● **Exercise task**:
Output only the span of lines that begins at the line containing "[BATCH JOB 4417] Class: beige caravan" and ends at the last line of the data, both included, exactly as they appear.

● **Data supplied**:
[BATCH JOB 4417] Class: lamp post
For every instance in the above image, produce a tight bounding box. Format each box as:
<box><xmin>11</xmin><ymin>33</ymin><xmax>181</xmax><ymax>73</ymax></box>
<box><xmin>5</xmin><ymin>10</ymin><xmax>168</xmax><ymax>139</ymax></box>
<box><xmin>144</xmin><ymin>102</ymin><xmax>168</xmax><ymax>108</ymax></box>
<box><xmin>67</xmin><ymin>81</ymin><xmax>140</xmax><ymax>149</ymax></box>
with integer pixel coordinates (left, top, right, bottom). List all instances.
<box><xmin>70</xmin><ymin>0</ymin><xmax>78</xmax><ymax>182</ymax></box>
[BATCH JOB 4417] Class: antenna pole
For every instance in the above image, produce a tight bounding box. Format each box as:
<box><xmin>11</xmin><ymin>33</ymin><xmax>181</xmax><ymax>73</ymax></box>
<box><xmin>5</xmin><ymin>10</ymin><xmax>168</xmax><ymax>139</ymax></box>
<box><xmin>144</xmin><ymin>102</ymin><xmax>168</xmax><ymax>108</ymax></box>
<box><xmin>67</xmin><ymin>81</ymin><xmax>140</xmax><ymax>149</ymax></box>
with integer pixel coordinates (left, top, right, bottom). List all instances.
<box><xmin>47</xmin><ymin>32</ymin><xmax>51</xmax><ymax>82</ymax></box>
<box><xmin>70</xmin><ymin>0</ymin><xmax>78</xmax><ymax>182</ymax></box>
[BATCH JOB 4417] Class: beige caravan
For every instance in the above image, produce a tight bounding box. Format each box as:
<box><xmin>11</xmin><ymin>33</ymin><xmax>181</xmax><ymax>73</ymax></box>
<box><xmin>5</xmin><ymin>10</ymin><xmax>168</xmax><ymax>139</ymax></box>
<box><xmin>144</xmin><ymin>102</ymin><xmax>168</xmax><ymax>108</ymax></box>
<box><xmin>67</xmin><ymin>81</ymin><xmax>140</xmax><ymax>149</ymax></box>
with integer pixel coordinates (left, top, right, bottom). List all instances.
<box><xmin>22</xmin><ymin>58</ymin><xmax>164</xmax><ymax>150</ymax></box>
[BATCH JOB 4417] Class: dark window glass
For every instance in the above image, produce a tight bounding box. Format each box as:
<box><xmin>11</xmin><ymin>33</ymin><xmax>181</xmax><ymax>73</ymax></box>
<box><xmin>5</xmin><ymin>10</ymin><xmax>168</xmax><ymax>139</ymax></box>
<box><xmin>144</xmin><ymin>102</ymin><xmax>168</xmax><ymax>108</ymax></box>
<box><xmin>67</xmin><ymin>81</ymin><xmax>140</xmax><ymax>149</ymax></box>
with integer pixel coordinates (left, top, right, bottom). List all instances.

● **Expected output**:
[BATCH JOB 4417] Class: beige caravan
For every instance in the above image, produce a tight bounding box. Format each box as:
<box><xmin>11</xmin><ymin>33</ymin><xmax>181</xmax><ymax>73</ymax></box>
<box><xmin>5</xmin><ymin>10</ymin><xmax>168</xmax><ymax>139</ymax></box>
<box><xmin>144</xmin><ymin>102</ymin><xmax>168</xmax><ymax>108</ymax></box>
<box><xmin>67</xmin><ymin>81</ymin><xmax>140</xmax><ymax>149</ymax></box>
with integer pixel coordinates (left, top, right, bottom). List all instances.
<box><xmin>22</xmin><ymin>58</ymin><xmax>164</xmax><ymax>150</ymax></box>
[BATCH JOB 4417] Class: dark window glass
For every instance in the above image, produce a tight bounding box. Format each box as:
<box><xmin>11</xmin><ymin>33</ymin><xmax>181</xmax><ymax>73</ymax></box>
<box><xmin>5</xmin><ymin>10</ymin><xmax>168</xmax><ymax>139</ymax></box>
<box><xmin>144</xmin><ymin>102</ymin><xmax>168</xmax><ymax>108</ymax></box>
<box><xmin>67</xmin><ymin>81</ymin><xmax>140</xmax><ymax>149</ymax></box>
with integer pixel coordinates (left, top, right, bottom). List all instances.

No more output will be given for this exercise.